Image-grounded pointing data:
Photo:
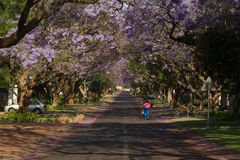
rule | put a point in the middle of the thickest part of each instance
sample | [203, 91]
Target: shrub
[51, 107]
[19, 117]
[196, 102]
[78, 118]
[63, 119]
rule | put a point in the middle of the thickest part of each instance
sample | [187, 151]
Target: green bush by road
[225, 133]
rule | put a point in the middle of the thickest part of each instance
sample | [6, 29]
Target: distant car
[35, 106]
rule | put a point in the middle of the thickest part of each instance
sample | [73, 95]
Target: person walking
[146, 109]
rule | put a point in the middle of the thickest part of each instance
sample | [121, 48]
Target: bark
[25, 90]
[170, 96]
[84, 89]
[223, 105]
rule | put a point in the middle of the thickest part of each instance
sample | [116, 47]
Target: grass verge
[225, 133]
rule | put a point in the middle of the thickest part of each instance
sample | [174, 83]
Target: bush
[223, 116]
[19, 117]
[196, 102]
[51, 107]
[67, 119]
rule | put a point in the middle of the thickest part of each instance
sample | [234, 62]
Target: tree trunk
[223, 105]
[170, 96]
[25, 91]
[83, 89]
[70, 99]
[55, 99]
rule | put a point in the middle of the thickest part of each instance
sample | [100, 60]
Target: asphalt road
[121, 133]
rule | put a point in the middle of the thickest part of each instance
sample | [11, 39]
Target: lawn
[226, 133]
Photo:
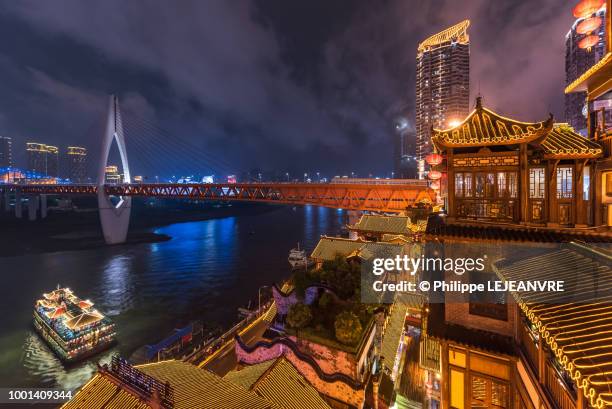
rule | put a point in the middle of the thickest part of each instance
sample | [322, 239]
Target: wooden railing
[529, 346]
[557, 388]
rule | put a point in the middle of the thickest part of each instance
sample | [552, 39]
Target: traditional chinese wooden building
[502, 170]
[596, 82]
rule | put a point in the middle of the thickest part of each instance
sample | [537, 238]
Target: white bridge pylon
[114, 218]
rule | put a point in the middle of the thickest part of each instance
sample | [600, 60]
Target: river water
[206, 271]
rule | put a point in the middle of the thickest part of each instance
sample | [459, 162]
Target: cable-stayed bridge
[115, 214]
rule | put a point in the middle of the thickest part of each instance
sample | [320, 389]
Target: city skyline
[311, 86]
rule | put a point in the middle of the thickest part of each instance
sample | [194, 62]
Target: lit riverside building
[6, 157]
[577, 62]
[77, 163]
[42, 159]
[442, 84]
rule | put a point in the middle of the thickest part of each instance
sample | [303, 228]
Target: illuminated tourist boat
[298, 259]
[72, 327]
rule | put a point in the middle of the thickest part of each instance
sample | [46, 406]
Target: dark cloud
[269, 84]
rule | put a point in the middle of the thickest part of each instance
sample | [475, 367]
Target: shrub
[348, 328]
[299, 315]
[325, 301]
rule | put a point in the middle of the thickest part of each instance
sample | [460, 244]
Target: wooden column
[580, 213]
[444, 387]
[450, 183]
[552, 207]
[597, 195]
[523, 184]
[541, 361]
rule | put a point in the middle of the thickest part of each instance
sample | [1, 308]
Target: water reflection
[116, 288]
[206, 271]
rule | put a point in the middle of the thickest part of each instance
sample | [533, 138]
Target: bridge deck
[364, 196]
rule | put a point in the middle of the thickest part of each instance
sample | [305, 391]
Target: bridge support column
[7, 202]
[353, 217]
[32, 207]
[18, 207]
[43, 206]
[114, 218]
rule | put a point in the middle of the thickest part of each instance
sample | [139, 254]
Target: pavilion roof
[577, 325]
[329, 248]
[483, 127]
[280, 383]
[563, 141]
[383, 224]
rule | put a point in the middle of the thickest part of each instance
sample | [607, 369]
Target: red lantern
[588, 42]
[434, 175]
[587, 7]
[433, 159]
[589, 25]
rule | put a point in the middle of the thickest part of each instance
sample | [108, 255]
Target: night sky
[275, 84]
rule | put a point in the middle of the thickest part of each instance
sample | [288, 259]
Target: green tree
[348, 328]
[325, 301]
[299, 315]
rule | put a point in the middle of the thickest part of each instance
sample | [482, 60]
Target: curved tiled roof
[458, 32]
[577, 325]
[284, 386]
[562, 141]
[483, 127]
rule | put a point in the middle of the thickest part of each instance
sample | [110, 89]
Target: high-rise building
[6, 152]
[43, 159]
[442, 85]
[404, 164]
[111, 175]
[77, 163]
[577, 62]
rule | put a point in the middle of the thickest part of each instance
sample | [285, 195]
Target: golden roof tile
[577, 330]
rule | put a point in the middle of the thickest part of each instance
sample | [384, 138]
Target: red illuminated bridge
[378, 197]
[391, 196]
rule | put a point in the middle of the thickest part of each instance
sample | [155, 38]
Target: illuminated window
[487, 393]
[490, 185]
[457, 391]
[502, 188]
[506, 184]
[512, 184]
[586, 183]
[565, 176]
[536, 183]
[480, 185]
[459, 185]
[467, 180]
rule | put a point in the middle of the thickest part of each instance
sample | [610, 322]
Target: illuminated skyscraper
[577, 62]
[404, 165]
[111, 175]
[442, 85]
[6, 152]
[43, 159]
[77, 163]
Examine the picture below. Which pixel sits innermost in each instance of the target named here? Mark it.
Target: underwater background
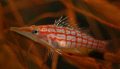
(101, 18)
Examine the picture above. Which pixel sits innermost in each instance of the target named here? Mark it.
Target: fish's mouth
(26, 32)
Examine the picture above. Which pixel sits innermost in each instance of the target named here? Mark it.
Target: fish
(61, 36)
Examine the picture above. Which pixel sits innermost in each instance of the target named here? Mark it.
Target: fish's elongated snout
(26, 29)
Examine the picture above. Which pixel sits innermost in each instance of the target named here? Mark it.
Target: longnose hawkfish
(61, 35)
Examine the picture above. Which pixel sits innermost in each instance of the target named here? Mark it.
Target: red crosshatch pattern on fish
(70, 38)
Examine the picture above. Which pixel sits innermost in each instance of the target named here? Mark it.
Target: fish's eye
(35, 32)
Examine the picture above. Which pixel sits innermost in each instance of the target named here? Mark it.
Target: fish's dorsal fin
(63, 22)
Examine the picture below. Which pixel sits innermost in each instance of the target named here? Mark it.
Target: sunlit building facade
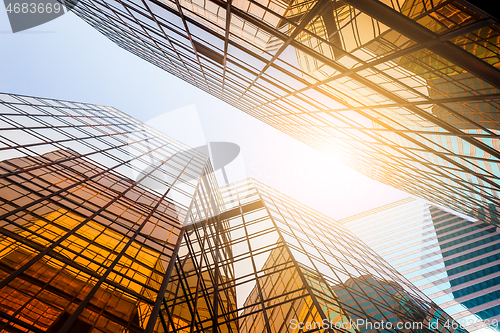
(110, 226)
(404, 91)
(85, 246)
(453, 260)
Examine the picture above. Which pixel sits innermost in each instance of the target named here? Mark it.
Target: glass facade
(404, 91)
(291, 269)
(110, 226)
(452, 260)
(85, 246)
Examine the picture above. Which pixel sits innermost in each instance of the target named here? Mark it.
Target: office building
(110, 226)
(453, 260)
(405, 91)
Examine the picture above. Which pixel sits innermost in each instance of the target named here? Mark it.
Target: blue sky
(67, 59)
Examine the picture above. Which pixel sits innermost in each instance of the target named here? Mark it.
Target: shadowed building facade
(110, 226)
(404, 91)
(453, 261)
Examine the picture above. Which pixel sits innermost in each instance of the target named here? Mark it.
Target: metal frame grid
(268, 260)
(405, 92)
(85, 245)
(451, 259)
(96, 241)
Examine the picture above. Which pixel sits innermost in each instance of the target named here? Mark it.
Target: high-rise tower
(452, 260)
(110, 226)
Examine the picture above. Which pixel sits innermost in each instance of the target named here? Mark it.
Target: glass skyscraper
(110, 226)
(453, 260)
(404, 91)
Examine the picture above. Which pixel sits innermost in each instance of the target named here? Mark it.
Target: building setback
(452, 260)
(110, 226)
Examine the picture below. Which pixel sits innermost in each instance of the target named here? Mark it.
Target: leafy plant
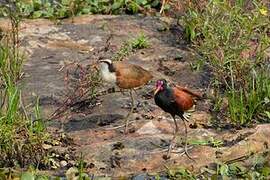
(21, 136)
(233, 39)
(139, 42)
(70, 8)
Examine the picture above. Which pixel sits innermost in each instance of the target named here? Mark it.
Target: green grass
(232, 40)
(139, 42)
(22, 131)
(69, 8)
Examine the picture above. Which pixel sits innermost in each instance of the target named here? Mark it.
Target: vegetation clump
(22, 131)
(233, 39)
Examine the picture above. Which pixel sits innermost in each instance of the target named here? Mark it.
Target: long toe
(186, 116)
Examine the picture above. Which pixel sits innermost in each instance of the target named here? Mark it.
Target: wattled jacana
(125, 76)
(174, 100)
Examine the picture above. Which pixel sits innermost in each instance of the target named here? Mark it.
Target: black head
(161, 85)
(107, 63)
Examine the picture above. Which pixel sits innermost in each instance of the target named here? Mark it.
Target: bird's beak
(157, 90)
(95, 66)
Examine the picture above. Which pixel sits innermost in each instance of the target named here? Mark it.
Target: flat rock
(95, 131)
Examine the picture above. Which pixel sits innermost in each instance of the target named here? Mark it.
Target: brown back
(182, 99)
(194, 94)
(131, 75)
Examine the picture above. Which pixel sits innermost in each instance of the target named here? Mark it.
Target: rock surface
(109, 152)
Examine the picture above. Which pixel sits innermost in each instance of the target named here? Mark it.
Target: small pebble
(63, 163)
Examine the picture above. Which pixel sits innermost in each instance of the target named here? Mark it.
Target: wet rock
(63, 163)
(148, 128)
(51, 47)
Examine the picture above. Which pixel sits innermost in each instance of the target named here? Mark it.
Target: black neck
(110, 65)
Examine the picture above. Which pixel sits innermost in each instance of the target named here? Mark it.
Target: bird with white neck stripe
(125, 76)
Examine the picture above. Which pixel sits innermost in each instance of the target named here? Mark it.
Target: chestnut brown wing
(183, 100)
(186, 90)
(131, 75)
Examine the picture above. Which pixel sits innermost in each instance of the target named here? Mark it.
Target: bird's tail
(195, 94)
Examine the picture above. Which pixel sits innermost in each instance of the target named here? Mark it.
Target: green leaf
(37, 14)
(116, 5)
(142, 2)
(27, 176)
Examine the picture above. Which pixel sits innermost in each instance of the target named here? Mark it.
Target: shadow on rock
(91, 122)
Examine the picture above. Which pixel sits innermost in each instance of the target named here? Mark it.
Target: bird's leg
(143, 106)
(131, 110)
(186, 150)
(173, 139)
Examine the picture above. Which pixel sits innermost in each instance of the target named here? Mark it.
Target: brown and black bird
(174, 100)
(125, 76)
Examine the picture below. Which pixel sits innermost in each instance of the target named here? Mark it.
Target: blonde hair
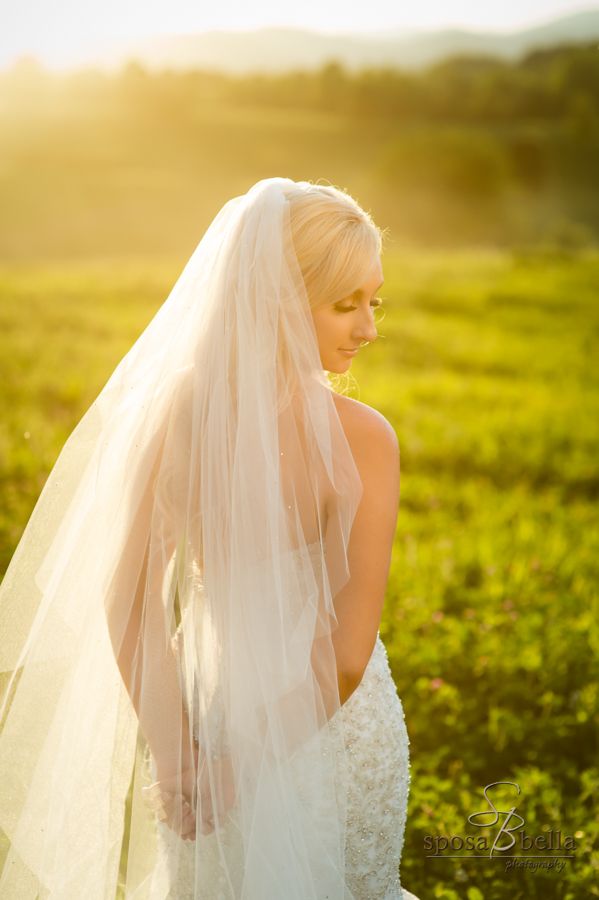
(335, 242)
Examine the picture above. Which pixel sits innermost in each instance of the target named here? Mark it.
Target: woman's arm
(359, 604)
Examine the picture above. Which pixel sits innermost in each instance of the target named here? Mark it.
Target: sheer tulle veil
(201, 510)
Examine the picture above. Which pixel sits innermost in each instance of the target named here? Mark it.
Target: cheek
(330, 329)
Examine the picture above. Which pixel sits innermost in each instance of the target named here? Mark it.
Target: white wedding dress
(376, 745)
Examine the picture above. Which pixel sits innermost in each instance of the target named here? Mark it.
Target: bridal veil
(199, 515)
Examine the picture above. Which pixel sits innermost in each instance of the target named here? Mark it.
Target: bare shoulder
(369, 434)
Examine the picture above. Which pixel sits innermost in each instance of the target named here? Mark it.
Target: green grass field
(488, 373)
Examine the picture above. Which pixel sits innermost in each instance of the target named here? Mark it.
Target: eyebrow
(360, 293)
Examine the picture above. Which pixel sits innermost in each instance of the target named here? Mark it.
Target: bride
(190, 622)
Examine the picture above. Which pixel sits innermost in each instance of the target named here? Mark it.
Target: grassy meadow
(488, 373)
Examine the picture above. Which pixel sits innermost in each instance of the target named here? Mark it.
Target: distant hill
(283, 49)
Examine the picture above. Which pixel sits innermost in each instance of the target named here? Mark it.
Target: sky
(54, 29)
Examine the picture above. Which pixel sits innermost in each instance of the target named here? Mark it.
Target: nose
(365, 328)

WHAT TO PRODUCE: Using the records above, restate word for word the lines from the one with "sample | [607, 369]" through the one with "sample | [288, 259]", both included.

WRITTEN RESPONSE:
sample | [607, 369]
Target: red lantern
[588, 42]
[434, 175]
[587, 7]
[433, 159]
[589, 25]
rule | put a point in the middle of the thickest part of each instance
sample | [108, 255]
Target: night sky
[275, 84]
rule | put a point in the middle of the thickest part of each instance
sample | [288, 259]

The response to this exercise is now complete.